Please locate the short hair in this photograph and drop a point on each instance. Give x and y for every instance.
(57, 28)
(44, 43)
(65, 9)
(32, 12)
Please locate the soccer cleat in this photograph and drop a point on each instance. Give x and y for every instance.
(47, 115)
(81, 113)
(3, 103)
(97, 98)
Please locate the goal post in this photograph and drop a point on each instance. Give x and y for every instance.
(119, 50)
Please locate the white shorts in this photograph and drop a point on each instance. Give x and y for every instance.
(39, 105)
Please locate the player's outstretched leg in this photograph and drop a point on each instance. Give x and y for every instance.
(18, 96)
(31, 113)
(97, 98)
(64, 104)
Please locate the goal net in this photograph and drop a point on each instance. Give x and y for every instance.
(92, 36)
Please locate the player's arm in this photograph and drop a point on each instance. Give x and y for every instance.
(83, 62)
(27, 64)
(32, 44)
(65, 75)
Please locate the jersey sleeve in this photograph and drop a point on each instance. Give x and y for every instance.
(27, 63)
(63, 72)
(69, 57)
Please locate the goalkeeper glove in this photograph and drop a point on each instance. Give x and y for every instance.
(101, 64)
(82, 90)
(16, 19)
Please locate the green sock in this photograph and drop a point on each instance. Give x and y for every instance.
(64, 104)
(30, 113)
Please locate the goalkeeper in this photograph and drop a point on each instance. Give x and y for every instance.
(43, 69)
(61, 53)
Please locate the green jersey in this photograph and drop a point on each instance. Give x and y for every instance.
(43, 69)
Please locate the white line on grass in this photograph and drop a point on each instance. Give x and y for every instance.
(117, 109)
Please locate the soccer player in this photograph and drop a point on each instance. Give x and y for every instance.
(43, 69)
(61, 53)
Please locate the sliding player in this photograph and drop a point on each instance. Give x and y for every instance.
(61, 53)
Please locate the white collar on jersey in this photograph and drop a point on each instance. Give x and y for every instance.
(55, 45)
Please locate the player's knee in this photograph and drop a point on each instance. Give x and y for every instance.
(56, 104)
== == ==
_REQUIRED WORK_: Repeat exactly the lines of the material from the one with "Please locate the player's knee" through the end, both the first and the last included.

_ANSWER AREA_:
Please locate the player's knee in this photograph and drop a point on each instance. Give x and y for every instance.
(56, 104)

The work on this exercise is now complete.